Exercise 1: Can you retype the passage of the SCF PMU event descriptions between "Counts the total number of outstanding" and "outstanding count each cycle.", inclusive?

Counts the total number of outstanding SCF Read accesses from Local or Remote CPU to Local socket Grace DRAM. Increments by total outstanding count each cycle.

CMEM_WB_DATA

0x1ab

Counts the total number of SCF Write-back data beats (clean/dirty) transferred from Local or Remote CPU to Local Grace DRAM (excluding Write-unique/non-coherent Writes). Each wb_data beat transfers 32 bytes of data.

CMEM_WB_ACCESS

0x1ac

Counts the number of SCF Write-back accesses (clean/dirty) from Local or Remote CPU to Local Grace DRAM (excluding Write-unique/non-coherent Writes). Increments by total new Write accesses each cycle. Each Write-back access is a 64-byte transfer.

CMEM_WR_DATA

0x1b1

Counts the number of bytes transferred, based on size field, for SCF Write-unique and non-coherent Writes (including for WriteZeros which is counted as 64 bytes) from Local or Remote CPU to Local Grace DRAM.

CMEM_WR_TOTAL_BYTES

0x1db

Counts the total number of bytes transferred to Local Grace DRAM by Write-backs, Write-unique and non-coherent Writes from Local or Remote CPU. CMEM_WR_TOTAL_BYTES = CMEM_WB_DATA*32 + CMEM_WR_DATA

CMEM_WR_ACCESS

0x1ca

Counts the total number of SCF Write-unique and non-coherent Write (including WriteZeros) requests from Local or Remote CPU to Local Grace DRAM.

SCF PMU Events for GPU Memory Transport Events in Grace Hopper Superchip#

Event Name

ID

Description

GMEM_RD_DATA

0x16d

Counts the total number of Read data beats transferred from Local coherent GPU DRAM to Local or Remote CPU. Each data beat transfers up to 32 bytes.

GMEM_RD_ACCESS

0x16e

Counts the number of SCF Read accesses from Local or Remote CPU to Local coherent GPU DRAM. Increments by total new Read accesses each cycle.

GMEM_RD_OUTSTANDING

0x16f

Indicates the total number of outstanding Read requests from Local or Remote CPU to coherent GPU DRAM. Increments by outstanding Read request count each cycle.

GMEM_WB_DATA

0x173

Counts the total number of SCF Write-back data beats transferred from Local or Remote CPU to Local coherent GPU DRAM (excluding Write-unique / non-coherent Writes). Each wb_data beat transfers 32 bytes of data.

(Excerpts of labeled region data)
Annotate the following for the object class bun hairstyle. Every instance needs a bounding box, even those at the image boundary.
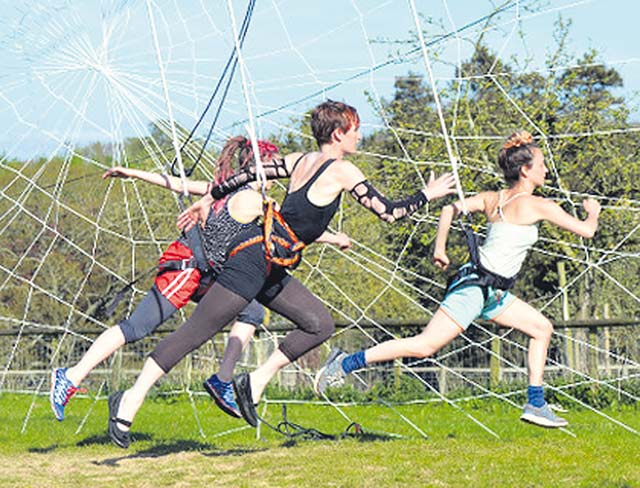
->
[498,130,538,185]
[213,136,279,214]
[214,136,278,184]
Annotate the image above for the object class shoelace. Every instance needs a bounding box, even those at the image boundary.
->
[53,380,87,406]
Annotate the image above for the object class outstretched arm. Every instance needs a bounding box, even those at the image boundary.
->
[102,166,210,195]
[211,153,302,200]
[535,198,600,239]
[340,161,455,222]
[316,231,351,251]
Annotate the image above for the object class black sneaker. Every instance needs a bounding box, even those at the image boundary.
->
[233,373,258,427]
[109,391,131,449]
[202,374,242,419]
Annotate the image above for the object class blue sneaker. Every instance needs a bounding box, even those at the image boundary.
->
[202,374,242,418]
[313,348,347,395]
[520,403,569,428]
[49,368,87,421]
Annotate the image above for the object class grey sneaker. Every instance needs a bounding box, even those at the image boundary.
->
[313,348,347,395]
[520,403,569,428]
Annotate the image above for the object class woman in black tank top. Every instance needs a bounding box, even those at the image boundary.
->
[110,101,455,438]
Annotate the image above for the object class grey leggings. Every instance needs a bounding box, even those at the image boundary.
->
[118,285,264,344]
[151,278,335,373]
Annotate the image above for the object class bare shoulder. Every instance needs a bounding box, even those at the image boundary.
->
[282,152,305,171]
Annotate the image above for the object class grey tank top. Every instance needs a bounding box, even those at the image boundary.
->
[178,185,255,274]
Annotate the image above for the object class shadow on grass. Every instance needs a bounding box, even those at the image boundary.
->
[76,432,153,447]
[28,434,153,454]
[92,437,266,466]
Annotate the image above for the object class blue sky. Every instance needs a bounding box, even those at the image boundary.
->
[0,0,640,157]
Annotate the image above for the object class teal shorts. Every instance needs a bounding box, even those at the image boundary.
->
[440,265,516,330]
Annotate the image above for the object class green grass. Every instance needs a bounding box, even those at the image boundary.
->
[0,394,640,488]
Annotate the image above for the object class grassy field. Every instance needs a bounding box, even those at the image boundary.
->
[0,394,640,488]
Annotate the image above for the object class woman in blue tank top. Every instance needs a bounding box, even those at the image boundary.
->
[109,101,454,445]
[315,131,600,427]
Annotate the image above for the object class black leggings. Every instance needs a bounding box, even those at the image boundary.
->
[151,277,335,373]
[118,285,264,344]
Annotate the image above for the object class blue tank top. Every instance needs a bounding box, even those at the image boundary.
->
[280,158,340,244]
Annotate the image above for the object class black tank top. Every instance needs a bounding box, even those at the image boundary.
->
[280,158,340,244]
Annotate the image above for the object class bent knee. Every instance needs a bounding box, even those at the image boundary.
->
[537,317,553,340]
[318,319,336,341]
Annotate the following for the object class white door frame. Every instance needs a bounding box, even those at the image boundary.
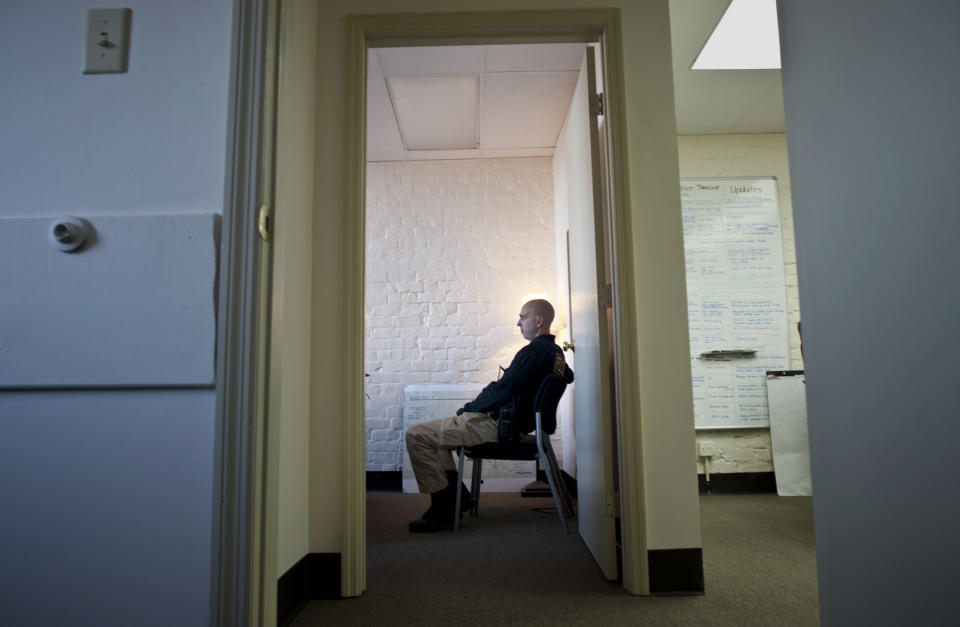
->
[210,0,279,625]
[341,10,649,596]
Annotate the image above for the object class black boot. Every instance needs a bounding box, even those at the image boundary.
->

Exercise 2: Can you update only the records between their start and the line holding "[316,231,351,251]", inclusive, with "outstretched arm" replaced by "raised arm" and everything else unchanged? Leave the picture out of your answer.

Written solution 1:
Counts the total number of outstanding SCF Read accesses from Local or Remote CPU to Local socket Grace DRAM. Increments by total outstanding count each cycle.

Written solution 2:
Annotate the following for the object class bun hairstyle. Every instance needs a bounding box, even those at the image boundary.
->
[498,130,538,185]
[213,136,279,214]
[214,136,278,184]
Annotate the image above for the object class shoelace. Every instance needs a bounding box, even those at the image boundary.
->
[53,380,87,406]
Annotate the image above for the object class raised arm. Every instance needs a bounding box, even those at the image boundary.
->
[102,166,210,195]
[211,153,302,200]
[535,198,600,239]
[340,161,455,222]
[316,231,351,251]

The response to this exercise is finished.